**SUPPLIED DATA:**
▶

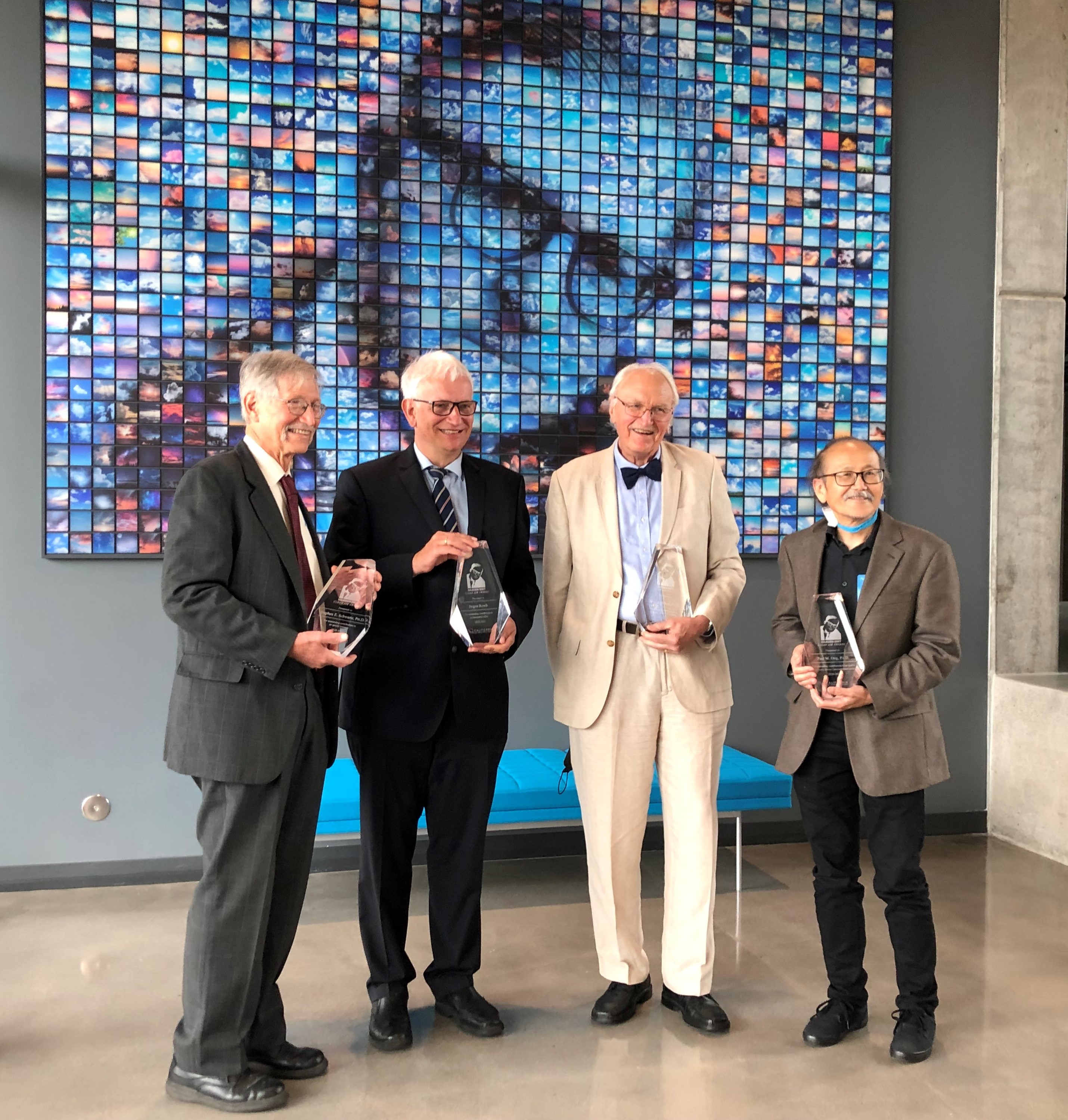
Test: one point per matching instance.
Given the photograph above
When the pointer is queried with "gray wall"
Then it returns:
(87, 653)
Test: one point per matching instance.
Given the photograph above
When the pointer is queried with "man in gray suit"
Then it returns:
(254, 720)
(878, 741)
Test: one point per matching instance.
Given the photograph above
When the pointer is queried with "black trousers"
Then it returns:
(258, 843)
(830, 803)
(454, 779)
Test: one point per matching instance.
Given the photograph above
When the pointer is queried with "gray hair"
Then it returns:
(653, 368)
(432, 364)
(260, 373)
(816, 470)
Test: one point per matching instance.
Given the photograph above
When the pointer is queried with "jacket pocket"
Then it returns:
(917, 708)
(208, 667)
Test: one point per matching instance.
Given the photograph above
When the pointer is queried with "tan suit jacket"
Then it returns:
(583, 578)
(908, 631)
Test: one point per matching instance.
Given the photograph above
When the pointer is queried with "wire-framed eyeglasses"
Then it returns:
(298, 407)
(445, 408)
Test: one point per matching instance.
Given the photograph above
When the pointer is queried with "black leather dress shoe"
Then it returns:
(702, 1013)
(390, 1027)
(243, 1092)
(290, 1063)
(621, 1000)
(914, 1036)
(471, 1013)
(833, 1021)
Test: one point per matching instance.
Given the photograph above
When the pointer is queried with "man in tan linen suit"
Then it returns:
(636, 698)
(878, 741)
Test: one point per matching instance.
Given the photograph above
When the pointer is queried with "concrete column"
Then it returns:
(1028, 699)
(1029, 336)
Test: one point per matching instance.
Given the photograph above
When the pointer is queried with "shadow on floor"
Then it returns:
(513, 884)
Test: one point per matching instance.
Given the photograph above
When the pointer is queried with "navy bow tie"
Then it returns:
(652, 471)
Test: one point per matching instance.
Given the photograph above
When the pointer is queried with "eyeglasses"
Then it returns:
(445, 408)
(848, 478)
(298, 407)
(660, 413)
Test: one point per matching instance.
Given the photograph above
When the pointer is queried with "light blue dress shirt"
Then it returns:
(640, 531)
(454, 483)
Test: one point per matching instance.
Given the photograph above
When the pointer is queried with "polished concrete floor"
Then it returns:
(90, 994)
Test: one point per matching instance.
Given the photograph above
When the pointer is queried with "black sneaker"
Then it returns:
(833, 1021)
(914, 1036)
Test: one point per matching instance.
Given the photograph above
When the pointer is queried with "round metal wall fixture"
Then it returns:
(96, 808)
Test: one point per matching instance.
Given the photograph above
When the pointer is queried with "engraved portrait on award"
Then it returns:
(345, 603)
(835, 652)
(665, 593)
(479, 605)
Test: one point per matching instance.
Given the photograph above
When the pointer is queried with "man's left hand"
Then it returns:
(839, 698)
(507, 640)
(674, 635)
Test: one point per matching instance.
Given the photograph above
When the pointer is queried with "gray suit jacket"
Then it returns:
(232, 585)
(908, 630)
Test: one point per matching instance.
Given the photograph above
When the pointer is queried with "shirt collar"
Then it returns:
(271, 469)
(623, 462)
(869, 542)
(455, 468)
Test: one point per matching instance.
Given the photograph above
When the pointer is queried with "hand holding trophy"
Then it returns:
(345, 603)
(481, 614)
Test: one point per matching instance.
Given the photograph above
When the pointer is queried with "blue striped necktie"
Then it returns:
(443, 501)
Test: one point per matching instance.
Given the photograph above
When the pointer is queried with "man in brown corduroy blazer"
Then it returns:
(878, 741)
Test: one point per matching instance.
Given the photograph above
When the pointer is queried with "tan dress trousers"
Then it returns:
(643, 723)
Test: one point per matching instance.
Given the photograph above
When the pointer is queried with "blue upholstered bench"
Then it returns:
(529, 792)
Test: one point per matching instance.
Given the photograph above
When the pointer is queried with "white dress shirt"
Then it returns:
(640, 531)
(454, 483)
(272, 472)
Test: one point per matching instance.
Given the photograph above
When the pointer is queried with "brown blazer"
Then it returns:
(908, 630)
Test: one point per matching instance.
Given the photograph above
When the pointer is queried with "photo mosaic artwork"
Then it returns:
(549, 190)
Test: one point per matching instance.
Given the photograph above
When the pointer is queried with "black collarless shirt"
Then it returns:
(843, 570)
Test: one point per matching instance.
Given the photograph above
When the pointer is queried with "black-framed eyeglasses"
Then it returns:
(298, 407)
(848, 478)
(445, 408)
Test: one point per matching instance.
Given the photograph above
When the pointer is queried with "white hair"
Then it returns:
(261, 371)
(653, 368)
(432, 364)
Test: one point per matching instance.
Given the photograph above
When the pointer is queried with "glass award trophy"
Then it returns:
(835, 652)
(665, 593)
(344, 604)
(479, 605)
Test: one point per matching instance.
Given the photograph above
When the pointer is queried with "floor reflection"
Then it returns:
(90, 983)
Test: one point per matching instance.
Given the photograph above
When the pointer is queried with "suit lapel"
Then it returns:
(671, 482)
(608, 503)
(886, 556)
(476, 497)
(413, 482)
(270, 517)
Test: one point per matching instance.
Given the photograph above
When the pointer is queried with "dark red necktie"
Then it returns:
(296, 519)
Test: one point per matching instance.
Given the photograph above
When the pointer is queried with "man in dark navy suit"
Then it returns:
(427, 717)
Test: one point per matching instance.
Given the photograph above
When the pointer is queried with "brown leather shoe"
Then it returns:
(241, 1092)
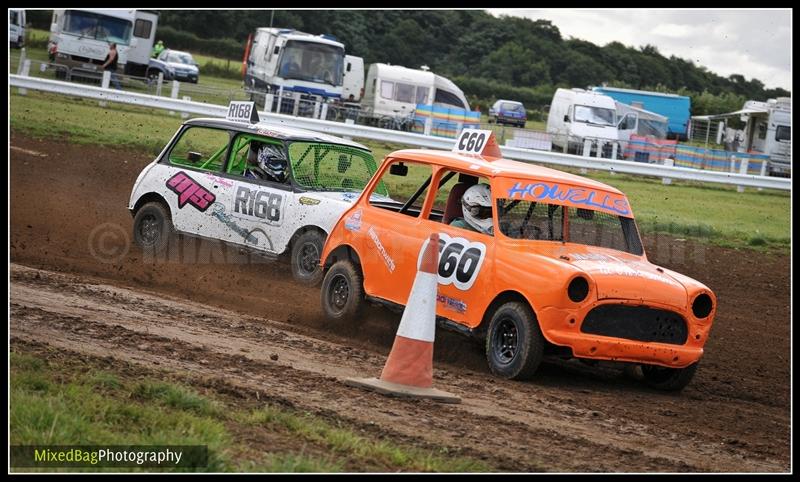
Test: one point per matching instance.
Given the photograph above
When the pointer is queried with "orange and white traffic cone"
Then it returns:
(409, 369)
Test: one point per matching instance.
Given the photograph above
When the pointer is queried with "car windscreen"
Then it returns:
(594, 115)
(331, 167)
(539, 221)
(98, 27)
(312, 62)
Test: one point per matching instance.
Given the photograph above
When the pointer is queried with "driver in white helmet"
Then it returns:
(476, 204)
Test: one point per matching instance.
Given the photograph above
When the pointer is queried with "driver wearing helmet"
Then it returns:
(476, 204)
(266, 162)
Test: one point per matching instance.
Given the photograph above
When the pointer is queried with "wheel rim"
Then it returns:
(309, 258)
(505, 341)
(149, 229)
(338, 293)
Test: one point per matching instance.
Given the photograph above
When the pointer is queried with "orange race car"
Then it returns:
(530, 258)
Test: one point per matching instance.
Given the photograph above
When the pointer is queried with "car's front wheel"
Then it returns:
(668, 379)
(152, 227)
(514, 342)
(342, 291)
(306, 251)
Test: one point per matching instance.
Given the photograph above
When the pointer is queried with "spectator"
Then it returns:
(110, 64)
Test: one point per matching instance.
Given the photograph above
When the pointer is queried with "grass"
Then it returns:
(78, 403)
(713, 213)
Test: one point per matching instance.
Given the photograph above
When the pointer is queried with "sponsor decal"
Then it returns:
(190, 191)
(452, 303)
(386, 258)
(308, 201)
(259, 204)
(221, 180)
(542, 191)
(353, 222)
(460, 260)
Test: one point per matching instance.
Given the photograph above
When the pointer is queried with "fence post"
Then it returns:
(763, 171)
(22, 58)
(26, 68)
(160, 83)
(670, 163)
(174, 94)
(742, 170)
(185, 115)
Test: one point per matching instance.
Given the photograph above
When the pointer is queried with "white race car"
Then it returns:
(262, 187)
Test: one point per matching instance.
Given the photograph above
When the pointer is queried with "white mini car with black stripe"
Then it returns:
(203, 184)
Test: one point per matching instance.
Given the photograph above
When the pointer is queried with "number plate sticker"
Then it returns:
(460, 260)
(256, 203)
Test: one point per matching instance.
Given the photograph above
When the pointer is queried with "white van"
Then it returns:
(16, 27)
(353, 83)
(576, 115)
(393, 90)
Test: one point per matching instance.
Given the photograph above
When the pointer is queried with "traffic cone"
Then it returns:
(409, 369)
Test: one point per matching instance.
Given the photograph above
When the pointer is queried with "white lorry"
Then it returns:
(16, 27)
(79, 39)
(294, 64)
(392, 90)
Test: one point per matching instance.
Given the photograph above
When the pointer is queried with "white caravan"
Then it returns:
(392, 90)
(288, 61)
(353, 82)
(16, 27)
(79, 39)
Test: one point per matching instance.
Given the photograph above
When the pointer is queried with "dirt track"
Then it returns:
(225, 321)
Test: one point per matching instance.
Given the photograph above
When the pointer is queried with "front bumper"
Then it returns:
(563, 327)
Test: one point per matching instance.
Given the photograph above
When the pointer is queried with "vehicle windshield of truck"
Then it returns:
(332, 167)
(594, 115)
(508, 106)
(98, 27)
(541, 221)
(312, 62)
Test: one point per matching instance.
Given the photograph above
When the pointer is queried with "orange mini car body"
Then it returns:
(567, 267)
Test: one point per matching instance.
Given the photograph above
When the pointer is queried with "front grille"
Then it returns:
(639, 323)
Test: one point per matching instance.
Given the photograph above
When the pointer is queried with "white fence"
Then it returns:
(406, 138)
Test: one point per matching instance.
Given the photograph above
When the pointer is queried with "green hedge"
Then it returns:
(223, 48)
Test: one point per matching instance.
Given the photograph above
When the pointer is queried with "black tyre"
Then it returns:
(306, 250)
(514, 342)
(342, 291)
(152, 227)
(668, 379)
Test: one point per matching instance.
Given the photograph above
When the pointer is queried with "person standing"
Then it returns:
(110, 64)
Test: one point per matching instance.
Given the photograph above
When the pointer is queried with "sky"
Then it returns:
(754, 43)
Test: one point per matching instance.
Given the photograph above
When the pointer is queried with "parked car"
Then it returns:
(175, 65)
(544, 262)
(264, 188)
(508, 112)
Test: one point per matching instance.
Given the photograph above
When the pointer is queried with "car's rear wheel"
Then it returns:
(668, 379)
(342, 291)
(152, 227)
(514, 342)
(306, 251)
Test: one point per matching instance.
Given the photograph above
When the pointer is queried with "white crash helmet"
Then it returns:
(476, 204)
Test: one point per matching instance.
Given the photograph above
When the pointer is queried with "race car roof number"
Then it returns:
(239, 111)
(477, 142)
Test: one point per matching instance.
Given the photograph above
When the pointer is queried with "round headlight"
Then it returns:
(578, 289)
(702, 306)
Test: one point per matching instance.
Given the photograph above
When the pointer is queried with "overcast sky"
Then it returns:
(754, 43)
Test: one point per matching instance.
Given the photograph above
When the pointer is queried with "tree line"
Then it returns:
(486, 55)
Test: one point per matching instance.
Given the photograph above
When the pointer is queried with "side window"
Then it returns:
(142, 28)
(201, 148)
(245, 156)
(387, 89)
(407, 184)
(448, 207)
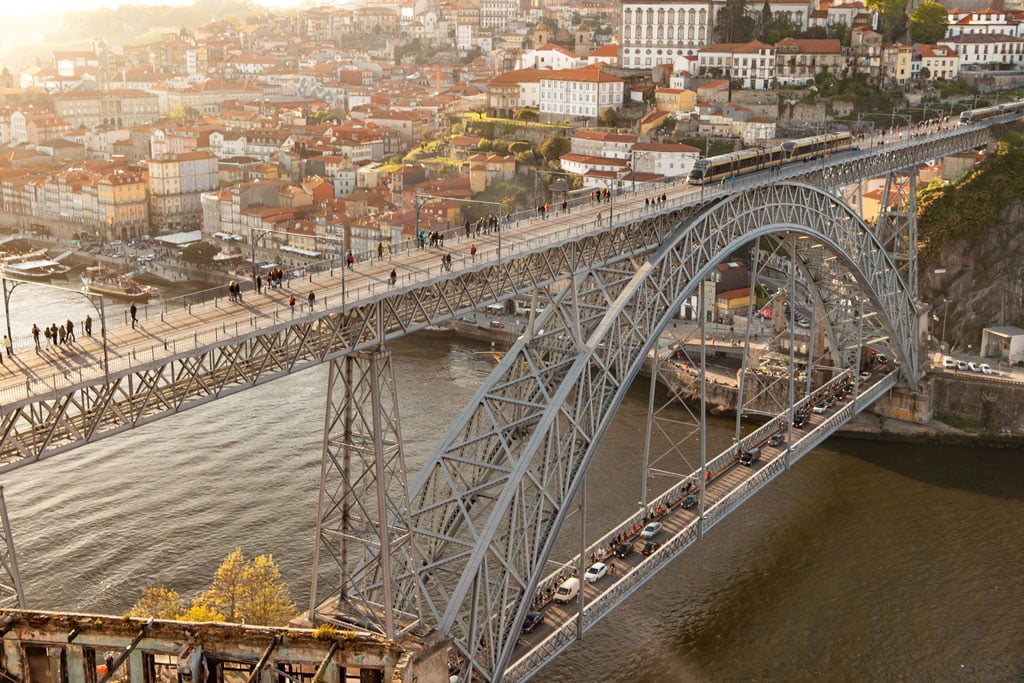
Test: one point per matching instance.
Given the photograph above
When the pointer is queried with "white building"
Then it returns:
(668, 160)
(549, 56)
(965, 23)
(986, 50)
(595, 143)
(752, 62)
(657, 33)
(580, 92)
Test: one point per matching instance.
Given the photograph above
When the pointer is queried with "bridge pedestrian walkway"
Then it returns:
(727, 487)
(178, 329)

◀

**EXERCISE PROMPT:**
Return every line of the material that contains the word "dark", matching case exactly.

**PROBLEM SOLUTION:**
When the pointer is queried with "dark red necktie"
When the pointer is queried with "man in dark navy suit"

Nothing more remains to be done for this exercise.